| REQUIREMENTS |
**a.** Answer these questions from the article on golf release styles:
(i) Which direction did the golf ball want to go when the writer started the first serious swing change?
(ii) Which four parts of the swing does the article say exist to support what happens through and after impact?
(iii) Which two players are given as examples of the Full Rolling Release?
**b.** Rewrite the paragraph of the article on golf release styles that begins "At one end you have" in fewer words, keeping its main facts.
**c.** Reproduce the article on golf release styles word for word, from "Because different release" up to and including "a rolling release.".

| SELECTED EXCERPT |
◆ ◆ ◆ ◆ ◆ ◆ ◆

Find Your Release Style, Unlock Your Swing
My first serious swing change started with the release.
At the time, I was fighting a golf ball that wanted to go left. My solution was simple. I wanted to release the club later and later, almost at all costs. The change actually worked remarkably well. The ball flight improved and I started seeing the kind of shots I was searching for.
Unfortunately, my body paid the price.
To maintain that release pattern, I eventually developed compensations that required excessive right-side lean and increasingly unnatural movement patterns. The release worked. The overall motion did not.
But that experience taught me something important.
The release-first philosophy was correct.
The golf swing is ultimately a delivery system for a release. The setup, backswing, transition, and downswing all exist to support what happens through and after impact. If you discover the release style that naturally fits you, swing development becomes dramatically easier.
That is what this article is about.
Not finding the correct release.
Finding your release.
Why The Release Matters So Much
One of the biggest mistakes golfers make is building a swing around positions.
A golfer chooses a grip because somebody told them to. They choose a backswing because a professional does it. They choose body motions because they look good on video.
Then they try to force a release into that system.
I believe the process should often work the other way around.
Find the release that feels athletic.
Find the release that matches your tendencies.
Then build the swing around it.
Because different release styles create completely different athletic tasks.
Different release styles require different clubface conditions.
Different release styles require different body motions.
The release is not the final detail.
It is often the starting point.
The Rolling Release Family
The most natural release for many golfers is some variation of a rolling release.
The basic concept is simple.
The clubface opens during the backswing, returns to square at impact, and continues rotating through the follow-through. Every golfer exists somewhere on that spectrum.
The question is simply how much rotation occurs.
At one end you have what I call the Full Rolling Release. Players such as Vijay Singh and Phil Mickelson are great examples. The clubface rotates aggressively through the strike and the trail hand is allowed to release almost completely.
This style can create tremendous speed and freedom, but it also places significant demands on timing.

◆ ◆ ◆ ◆ ◆ ◆ ◆

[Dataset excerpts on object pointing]
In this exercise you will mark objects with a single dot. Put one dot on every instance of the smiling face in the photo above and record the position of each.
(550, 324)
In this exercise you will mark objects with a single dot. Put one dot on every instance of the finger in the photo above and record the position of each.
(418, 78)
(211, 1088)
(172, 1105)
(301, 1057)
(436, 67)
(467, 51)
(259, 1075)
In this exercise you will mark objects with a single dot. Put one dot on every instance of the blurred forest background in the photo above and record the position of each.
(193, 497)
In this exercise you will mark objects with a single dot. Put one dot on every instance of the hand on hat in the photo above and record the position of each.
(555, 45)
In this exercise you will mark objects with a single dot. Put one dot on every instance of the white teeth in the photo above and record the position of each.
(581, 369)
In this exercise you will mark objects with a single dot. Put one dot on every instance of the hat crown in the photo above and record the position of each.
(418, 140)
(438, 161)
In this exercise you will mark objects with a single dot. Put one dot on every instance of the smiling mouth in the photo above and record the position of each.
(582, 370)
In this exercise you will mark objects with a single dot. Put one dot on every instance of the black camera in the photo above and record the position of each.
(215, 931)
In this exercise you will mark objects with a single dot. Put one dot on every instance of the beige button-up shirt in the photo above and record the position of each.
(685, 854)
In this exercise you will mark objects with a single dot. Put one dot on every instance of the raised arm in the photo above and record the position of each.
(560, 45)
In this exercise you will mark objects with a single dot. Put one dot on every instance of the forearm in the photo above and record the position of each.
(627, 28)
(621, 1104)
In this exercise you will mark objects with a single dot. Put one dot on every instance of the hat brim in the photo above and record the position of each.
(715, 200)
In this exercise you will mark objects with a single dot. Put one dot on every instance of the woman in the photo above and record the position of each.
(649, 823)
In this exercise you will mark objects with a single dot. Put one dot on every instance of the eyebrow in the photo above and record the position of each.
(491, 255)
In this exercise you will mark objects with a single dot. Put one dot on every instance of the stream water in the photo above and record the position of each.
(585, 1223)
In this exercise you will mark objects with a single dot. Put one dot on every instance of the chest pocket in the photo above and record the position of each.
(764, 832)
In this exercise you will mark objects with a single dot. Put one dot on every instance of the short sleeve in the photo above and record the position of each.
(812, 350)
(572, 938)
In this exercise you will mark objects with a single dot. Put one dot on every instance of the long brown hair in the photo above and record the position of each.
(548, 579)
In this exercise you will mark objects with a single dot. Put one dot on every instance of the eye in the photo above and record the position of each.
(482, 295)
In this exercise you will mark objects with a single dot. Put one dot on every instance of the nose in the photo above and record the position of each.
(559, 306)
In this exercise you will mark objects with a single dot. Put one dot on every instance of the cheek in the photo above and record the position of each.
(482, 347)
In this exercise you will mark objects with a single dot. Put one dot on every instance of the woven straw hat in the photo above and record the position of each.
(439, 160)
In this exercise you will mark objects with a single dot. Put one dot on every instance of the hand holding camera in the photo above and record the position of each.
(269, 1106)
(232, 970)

◆ ◆ ◆ ◆ ◆ ◆ ◆

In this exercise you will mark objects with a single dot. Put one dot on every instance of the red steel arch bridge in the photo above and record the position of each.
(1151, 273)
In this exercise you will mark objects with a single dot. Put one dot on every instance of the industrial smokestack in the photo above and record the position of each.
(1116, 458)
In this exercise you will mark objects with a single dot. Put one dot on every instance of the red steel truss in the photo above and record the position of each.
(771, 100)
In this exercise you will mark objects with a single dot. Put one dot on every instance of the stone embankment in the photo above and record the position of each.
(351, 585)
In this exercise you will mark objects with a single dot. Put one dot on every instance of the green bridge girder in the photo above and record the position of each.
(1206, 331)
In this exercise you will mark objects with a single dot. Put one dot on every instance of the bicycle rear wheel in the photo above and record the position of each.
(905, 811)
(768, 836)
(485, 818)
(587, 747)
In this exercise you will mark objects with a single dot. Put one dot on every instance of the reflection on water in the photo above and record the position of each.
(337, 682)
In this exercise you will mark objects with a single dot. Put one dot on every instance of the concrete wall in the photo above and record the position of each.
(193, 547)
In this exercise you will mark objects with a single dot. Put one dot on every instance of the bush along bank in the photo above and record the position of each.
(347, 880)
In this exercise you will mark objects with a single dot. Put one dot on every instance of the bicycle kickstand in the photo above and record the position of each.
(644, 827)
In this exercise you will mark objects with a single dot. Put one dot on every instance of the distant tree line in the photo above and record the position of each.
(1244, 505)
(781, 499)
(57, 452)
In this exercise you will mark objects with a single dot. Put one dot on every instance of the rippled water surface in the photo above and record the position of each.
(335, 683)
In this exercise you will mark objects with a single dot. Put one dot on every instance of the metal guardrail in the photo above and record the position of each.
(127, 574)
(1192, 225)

◆ ◆ ◆ ◆ ◆ ◆ ◆

| WORKED SOLUTIONS |
**a.**
(i) Left.
(ii) The setup, backswing, transition, and downswing.
(iii) Vijay Singh and Phil Mickelson.

**b.** The Full Rolling Release sits at one end of the spectrum, with Vijay Singh and Phil Mickelson as examples. The clubface rotates aggressively through the strike, and the trail hand releases almost completely.

**c.**
Because different release styles create completely different athletic tasks.
Different release styles require different clubface conditions.
Different release styles require different body motions.
The release is not the final detail.
It is often the starting point.
The Rolling Release Family
The most natural release for many golfers is some variation of a rolling release.